Providing Healthy Marriage and Relationship Education Programs Virtually: Lessons from a Case Study of the ELEVATE Program in Florida
U.S. Department of Health and Human Services, Administration for Children and Families, Office of Planning, Research, and Evaluation
- Over a four-month period, enrollment for the virtual program exceeded enrollment for the in-person program over the same four-month period the year before.
- UF program staff found that one of the biggest differences between in-person and virtual programming involved the skills and strategies instructors needed to facilitate the virtual workshop sessions.
- Participants’ attendance across the five workshop sessions remained consistent from in-person to virtual workshops.
- The switch to virtual programming required careful advance planning and continued, flexible support for new and experienced instructors alike.
Since 2006, the Office of Family Assistance (OFA) within the Administration for Children and Families (ACF) at the U.S. Department of Health and Human Services has provided grants to agencies implementing healthy marriage and relationship education (HMRE) programming for a range of populations. In large part, grantees have provided services in person to the populations they serve. In recent years, however, HMRE program developers and practitioners have explored how to take advantage of the Internet and technological tools to reach couples who would benefit from HMRE program services.
This report presents findings from a case study of how one HMRE program transitioned from providing services in person to providing them virtually. From January 2017 to March 2020, the University of Florida (UF) offered a five-session couples’ workshop—ELEVATE—to married and unmarried couples in six counties across the state. Like many social service programs, ELEVATE was interrupted in March 2020 by the COVID-19 pandemic and the consequent restrictions on in-person program services. After a two-month pause, UF resumed the ELEVATE program in May 2020 using a fully virtual format with no in-person instruction. The lessons that program staff learned from that experience have relevance for other HMRE program developers and providers who are considering offering virtual services.

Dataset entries

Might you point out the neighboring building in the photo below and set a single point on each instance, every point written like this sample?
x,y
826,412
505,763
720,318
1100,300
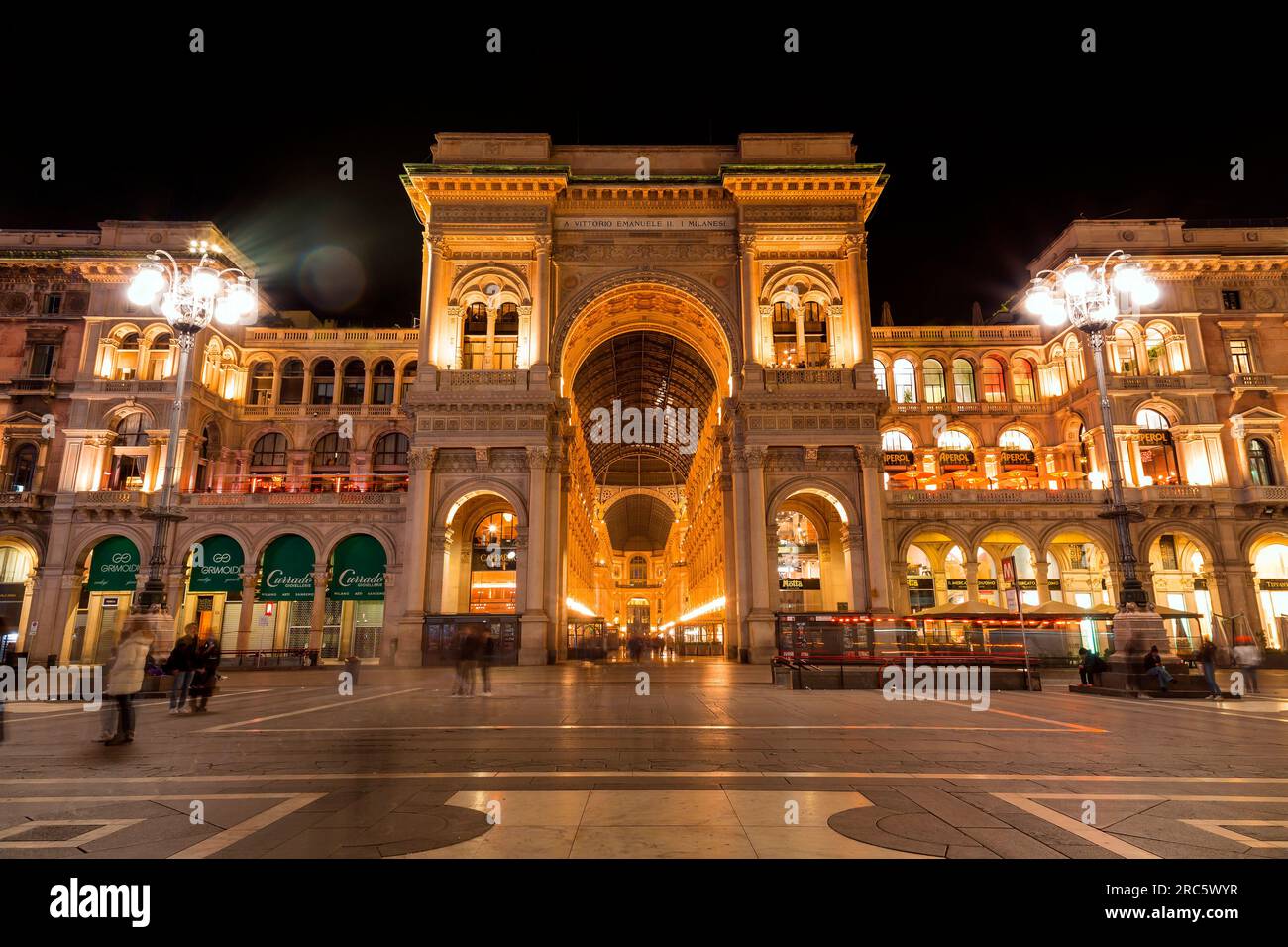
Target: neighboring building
x,y
494,464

-- TASKS AND EXERCISES --
(a) Give every abbreviation that the ELEVATE report spells out, each paired with its full form.
(b) Decide whether the ELEVATE report supports each statement below. Answer yes or no, and quote the words that settle it.
(i) When UF resumed ELEVATE in May 2020, it combined virtual sessions with some in-person instruction.
(ii) ELEVATE was a couples' workshop made up of five sessions.
(iii) Participants attended fewer workshop sessions after the program moved online.
(c) Reproduce the ELEVATE report verbatim from "Since 2006, the" up to and including "HMRE program services.".

-- ACTIVITY ANSWERS --
(a)
OFA: Office of Family Assistance
ACF: Administration for Children and Families
HMRE: healthy marriage and relationship education
UF: University of Florida

(b)
(i) No: "UF resumed the ELEVATE program in May 2020 using a fully virtual format with no in-person instruction"
(ii) Yes: "the University of Florida (UF) offered a five-session couples’ workshop—ELEVATE"
(iii) No: "Participants’ attendance across the five workshop sessions remained consistent from in-person to virtual workshops"

(c)
Since 2006, the Office of Family Assistance (OFA) within the Administration for Children and Families (ACF) at the U.S. Department of Health and Human Services has provided grants to agencies implementing healthy marriage and relationship education (HMRE) programming for a range of populations. In large part, grantees have provided services in person to the populations they serve. In recent years, however, HMRE program developers and practitioners have explored how to take advantage of the Internet and technological tools to reach couples who would benefit from HMRE program services.